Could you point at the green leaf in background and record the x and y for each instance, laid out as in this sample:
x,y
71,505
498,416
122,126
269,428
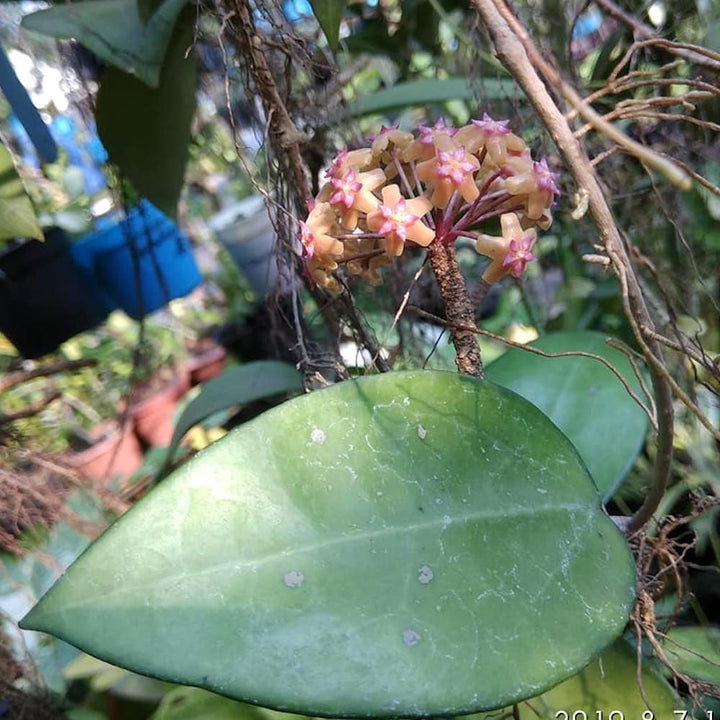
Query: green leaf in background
x,y
408,544
429,91
17,215
583,398
237,386
147,130
608,685
695,651
329,14
113,30
147,8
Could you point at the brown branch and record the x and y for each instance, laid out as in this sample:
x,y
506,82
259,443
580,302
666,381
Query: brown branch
x,y
285,138
458,308
520,56
21,376
690,53
535,351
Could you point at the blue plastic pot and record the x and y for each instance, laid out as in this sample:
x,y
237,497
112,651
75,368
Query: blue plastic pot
x,y
43,297
142,262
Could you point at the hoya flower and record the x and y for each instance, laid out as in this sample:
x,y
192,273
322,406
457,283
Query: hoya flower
x,y
450,171
538,183
387,139
315,233
398,220
429,141
509,253
320,275
494,136
357,159
352,193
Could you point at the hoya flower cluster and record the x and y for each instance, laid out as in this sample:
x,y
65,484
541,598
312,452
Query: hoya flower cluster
x,y
438,185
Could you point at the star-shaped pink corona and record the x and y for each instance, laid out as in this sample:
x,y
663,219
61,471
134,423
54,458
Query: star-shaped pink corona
x,y
398,220
450,170
509,253
346,188
518,255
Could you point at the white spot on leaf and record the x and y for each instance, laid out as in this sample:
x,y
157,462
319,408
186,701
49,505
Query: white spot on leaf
x,y
425,574
294,578
410,638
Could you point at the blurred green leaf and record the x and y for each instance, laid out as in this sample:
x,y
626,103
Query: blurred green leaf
x,y
583,398
428,92
608,687
17,215
112,29
147,130
329,14
407,544
237,386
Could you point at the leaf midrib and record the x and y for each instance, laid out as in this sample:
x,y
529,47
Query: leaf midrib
x,y
230,565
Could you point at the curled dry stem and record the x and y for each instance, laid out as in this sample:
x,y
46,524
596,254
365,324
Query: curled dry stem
x,y
520,56
535,351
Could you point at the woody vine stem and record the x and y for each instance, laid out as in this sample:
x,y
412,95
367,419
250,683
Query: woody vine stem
x,y
430,189
519,55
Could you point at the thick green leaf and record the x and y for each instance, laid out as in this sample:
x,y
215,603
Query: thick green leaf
x,y
237,386
17,215
428,92
188,703
410,544
583,398
695,651
113,30
608,685
329,14
147,130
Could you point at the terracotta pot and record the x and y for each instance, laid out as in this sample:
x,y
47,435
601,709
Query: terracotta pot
x,y
207,365
117,453
153,417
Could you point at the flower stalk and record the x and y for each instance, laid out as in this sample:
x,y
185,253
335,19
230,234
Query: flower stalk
x,y
426,191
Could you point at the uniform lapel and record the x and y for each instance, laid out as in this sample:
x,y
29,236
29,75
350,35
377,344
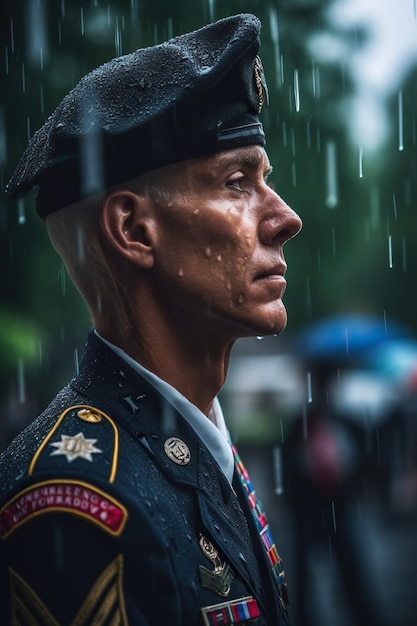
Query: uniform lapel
x,y
120,391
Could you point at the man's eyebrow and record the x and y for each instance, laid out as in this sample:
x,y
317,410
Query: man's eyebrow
x,y
249,160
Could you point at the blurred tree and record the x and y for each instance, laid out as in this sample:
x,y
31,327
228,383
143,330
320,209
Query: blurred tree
x,y
340,261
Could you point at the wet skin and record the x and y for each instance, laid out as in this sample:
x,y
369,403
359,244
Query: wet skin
x,y
219,244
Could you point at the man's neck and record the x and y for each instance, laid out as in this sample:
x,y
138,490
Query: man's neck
x,y
189,360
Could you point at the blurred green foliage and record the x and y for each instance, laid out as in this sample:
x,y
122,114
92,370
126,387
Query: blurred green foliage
x,y
341,259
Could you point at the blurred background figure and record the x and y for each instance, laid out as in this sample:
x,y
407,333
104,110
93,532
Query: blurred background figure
x,y
344,455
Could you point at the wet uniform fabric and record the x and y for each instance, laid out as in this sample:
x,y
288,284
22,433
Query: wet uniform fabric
x,y
113,511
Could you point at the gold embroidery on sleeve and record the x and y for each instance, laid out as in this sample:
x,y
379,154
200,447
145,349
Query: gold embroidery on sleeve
x,y
104,602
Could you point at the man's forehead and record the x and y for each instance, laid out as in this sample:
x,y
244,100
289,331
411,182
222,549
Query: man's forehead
x,y
250,157
253,157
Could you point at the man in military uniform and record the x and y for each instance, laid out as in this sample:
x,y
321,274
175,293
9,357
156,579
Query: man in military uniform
x,y
125,502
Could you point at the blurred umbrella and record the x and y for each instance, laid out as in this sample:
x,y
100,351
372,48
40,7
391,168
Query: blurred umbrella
x,y
396,358
346,336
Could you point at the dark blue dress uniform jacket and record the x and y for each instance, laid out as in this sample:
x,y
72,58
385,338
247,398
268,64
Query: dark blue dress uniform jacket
x,y
98,525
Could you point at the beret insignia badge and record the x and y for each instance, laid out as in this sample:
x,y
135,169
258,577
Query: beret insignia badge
x,y
177,450
260,82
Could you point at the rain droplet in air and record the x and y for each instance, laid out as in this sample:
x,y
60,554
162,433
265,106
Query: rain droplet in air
x,y
331,175
21,216
390,264
404,254
76,362
360,161
309,389
277,461
21,387
273,25
400,122
296,92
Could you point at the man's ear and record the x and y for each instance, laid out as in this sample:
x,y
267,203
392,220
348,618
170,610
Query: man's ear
x,y
126,220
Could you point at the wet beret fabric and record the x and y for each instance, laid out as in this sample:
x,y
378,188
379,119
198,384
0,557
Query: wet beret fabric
x,y
194,95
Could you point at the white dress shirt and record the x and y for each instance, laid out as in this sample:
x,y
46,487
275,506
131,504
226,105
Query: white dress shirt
x,y
211,429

*Task requirements*. Apart from the images, please copy every line of the data exactly as written.

*Solution*.
Could you point at the green leaf in background and record the x and y for each instance, laid out as in this sample:
x,y
71,505
498,416
122,126
269,428
Query: green leaf in background
x,y
408,544
429,91
17,215
583,398
237,386
147,130
608,685
695,651
329,14
113,30
147,8
Could you point at the brown branch and record the x and y for each instance, laid out as in this sample:
x,y
506,82
259,443
580,302
666,381
Query: brown branch
x,y
285,138
458,308
520,56
21,376
690,53
535,351
Could you point at the blue plastic pot and record the x and y for each instance, laid out as in this sample:
x,y
237,497
112,651
75,368
Query: blue plastic pot
x,y
43,297
142,262
Could you point at the hoya flower and record the x and y for each instance, laid out as in this sample:
x,y
192,273
322,406
457,283
Query: hoya flower
x,y
450,171
538,183
387,139
315,233
398,220
429,141
509,253
320,275
494,136
357,159
352,193
Could you point at the hoya flower cluster and record the x and y for each instance, laid out as in this sample:
x,y
65,484
541,598
312,452
Query: hoya flower cluster
x,y
438,185
Could you point at the star-shaped pink corona and record the x and y for each instance, laid out as in this sample:
x,y
663,219
61,471
134,423
54,458
Query: star-shaped pink corona
x,y
398,220
450,170
509,253
346,188
518,255
Could you point at the white spot on leaf and record the x and y for each instance, laid out as in this sample:
x,y
157,462
319,408
186,701
49,505
Query: white spot on leaf
x,y
425,574
294,578
410,638
Could you point at the blurred green leaf and record the x and y for each instance, laid out as in this sample:
x,y
626,103
Query: blurred green leaf
x,y
583,398
428,92
608,687
17,215
112,29
147,130
329,14
407,544
237,386
Could you point at the leaf midrib and record the x and y for each instance, laid out as in this sample:
x,y
529,47
Query: leaf midrib
x,y
230,565
Could you point at the curled dry stem and record the x and y for each instance, laid out as in this sample:
x,y
46,524
596,254
365,324
Query: curled dry stem
x,y
520,56
535,351
Could you point at the woody vine stem and record the x and y for each instance, laid out as in this sample:
x,y
412,95
367,419
250,683
Query: woody vine stem
x,y
430,189
519,55
Could you point at the thick green leaf and record the x and y for each instance, laid out as in this sample:
x,y
215,603
Query: thick green leaf
x,y
237,386
17,215
428,92
188,703
410,544
583,398
695,651
113,30
608,685
329,14
147,130
Could you point at the terracotta pot and record the x and y for each instance, laid out as in this sample:
x,y
47,435
601,709
Query: terracotta pot
x,y
207,365
117,453
153,417
Could you point at the flower stalk and record the x and y for each instance, laid out as in this sample:
x,y
185,253
335,19
230,234
Query: flower stalk
x,y
426,191
Could you point at the uniform lapel and record the x and y for each instance, laid out as in this sample:
x,y
29,236
29,75
350,35
377,344
Query: uniform lapel
x,y
120,391
Could you point at the man's eyebrow and record the x and y for each instance, laid out as in this sample:
x,y
317,410
Query: man's eyebrow
x,y
249,160
Could you point at the blurred tree and record the x and y for each instance, laid out as in this sample:
x,y
31,327
228,383
143,330
320,209
Query: blurred tree
x,y
340,261
Could you point at the wet skin and record the x and y for each instance, laid out as in this sample:
x,y
369,403
359,244
Query: wet skin
x,y
219,244
Could you point at the man's neck and record the x and y for each instance, laid out as in this sample:
x,y
138,490
Query: man's neck
x,y
189,360
Could you point at the blurred green foliage and record the x and y for each instance, laid out as in this sample:
x,y
122,114
92,370
126,387
Query: blurred green foliage
x,y
341,259
Could you point at the blurred background figure and record the x and y for each instance, laid out as in this sample:
x,y
407,333
104,110
93,532
Query: blurred background figure
x,y
344,455
Could you point at the wet uniform fabric and record the x and y for each instance, laid out as in this sample:
x,y
288,284
22,433
Query: wet uniform fabric
x,y
113,511
Could you point at the gold embroidery on sleeve and record the x and y for each instance, laid out as in this sample:
x,y
379,154
200,447
145,349
Query: gold embroidery on sleeve
x,y
104,602
Could you point at the man's forehead and record the x and y for each instance, laid out as in this sample:
x,y
244,100
289,331
411,182
222,549
Query: man's forehead
x,y
250,157
253,157
Could you point at the man in military uniform and record the x and y for each instance, laid out as in this sample:
x,y
321,274
175,293
9,357
156,579
Query: man in military uniform
x,y
125,502
Could you point at the blurred umbrella and record the x and y for each instance, laid out as in this sample:
x,y
100,351
372,48
40,7
391,168
Query: blurred umbrella
x,y
396,358
346,336
Could you point at the dark blue dress uniform jacket and record the x and y for each instance, laid out as in this sample:
x,y
72,58
385,338
247,398
268,64
Query: dark blue dress uniform jacket
x,y
98,525
Could you point at the beret insignia badge and record the x and y for each instance, laid out as in this sample:
x,y
135,169
258,577
Query: beret insignia badge
x,y
177,450
260,82
Could you point at the rain droplet in air and record the x and y for each instance, laid out as in this sample:
x,y
60,554
162,433
265,106
Query: rain droplet in air
x,y
331,175
21,216
390,264
404,254
76,362
360,161
309,389
277,461
21,387
273,25
400,122
296,92
Could you point at the man's ear and record the x and y for each instance, laid out as in this sample:
x,y
267,203
392,220
348,618
170,610
Query: man's ear
x,y
126,220
Could you point at the wet beret fabric and record the x and y for each instance, laid out as in this sample:
x,y
378,188
379,119
198,384
0,557
Query: wet beret fabric
x,y
194,95
Could you point at the white dress shirt and record the x and y for each instance, laid out as in this sample:
x,y
46,487
275,506
131,504
226,105
Query: white dress shirt
x,y
211,429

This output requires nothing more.